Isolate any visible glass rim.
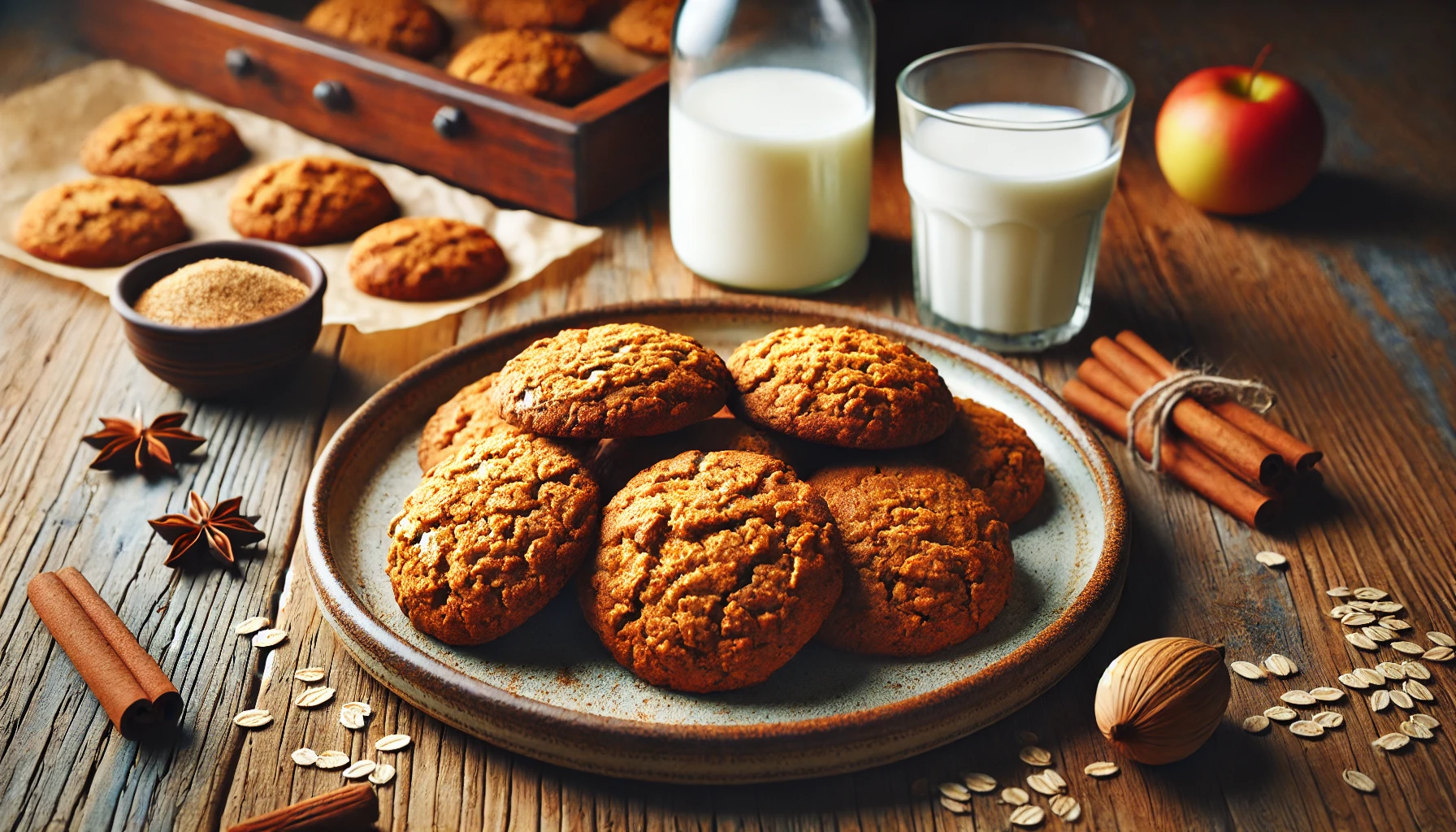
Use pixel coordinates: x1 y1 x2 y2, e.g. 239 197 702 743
895 42 1138 131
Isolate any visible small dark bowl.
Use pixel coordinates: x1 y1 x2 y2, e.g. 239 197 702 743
110 240 327 398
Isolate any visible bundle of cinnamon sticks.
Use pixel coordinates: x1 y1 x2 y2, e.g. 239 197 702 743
1061 331 1324 526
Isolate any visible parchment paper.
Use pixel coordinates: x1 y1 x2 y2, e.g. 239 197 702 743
0 61 601 332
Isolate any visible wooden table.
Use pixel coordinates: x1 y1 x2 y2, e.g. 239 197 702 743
0 0 1456 830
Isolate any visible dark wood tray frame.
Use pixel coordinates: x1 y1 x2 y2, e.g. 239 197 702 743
72 0 667 219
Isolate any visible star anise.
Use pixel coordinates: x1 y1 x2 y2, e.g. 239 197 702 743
81 408 206 474
147 491 263 567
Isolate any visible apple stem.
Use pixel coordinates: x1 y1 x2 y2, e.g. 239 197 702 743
1243 44 1274 96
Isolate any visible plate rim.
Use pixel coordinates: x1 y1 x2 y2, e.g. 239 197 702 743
303 296 1127 771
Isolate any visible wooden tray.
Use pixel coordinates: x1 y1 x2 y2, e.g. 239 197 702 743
305 297 1127 782
72 0 667 219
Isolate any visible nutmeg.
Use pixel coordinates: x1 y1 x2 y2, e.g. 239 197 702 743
1095 638 1228 765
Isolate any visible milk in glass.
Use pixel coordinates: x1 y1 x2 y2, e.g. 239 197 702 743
901 103 1121 334
669 67 873 292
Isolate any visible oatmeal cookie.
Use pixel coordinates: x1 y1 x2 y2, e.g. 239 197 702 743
607 0 682 55
728 325 956 448
492 323 732 439
809 465 1012 656
15 176 188 268
910 399 1046 523
81 103 248 185
419 373 515 472
479 0 607 29
349 217 509 300
388 431 599 644
445 29 597 103
592 418 794 496
303 0 450 61
577 450 842 694
228 156 399 246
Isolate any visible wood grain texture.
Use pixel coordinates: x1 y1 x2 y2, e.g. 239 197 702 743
0 0 1456 832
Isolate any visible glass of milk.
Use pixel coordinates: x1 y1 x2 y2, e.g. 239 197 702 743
^^^^^^^^^^^^^^^^
*AUFGABE*: Sammeln Sie aus den obigen Daten jede Zeile, in der die Zeichenfolge „wooden“ vorkommt, und geben Sie diese Zeilen wortgetreu wieder.

*ERGEBNIS DER AUFGABE*:
Isolate any visible wooden table.
Isolate any visible wooden tray.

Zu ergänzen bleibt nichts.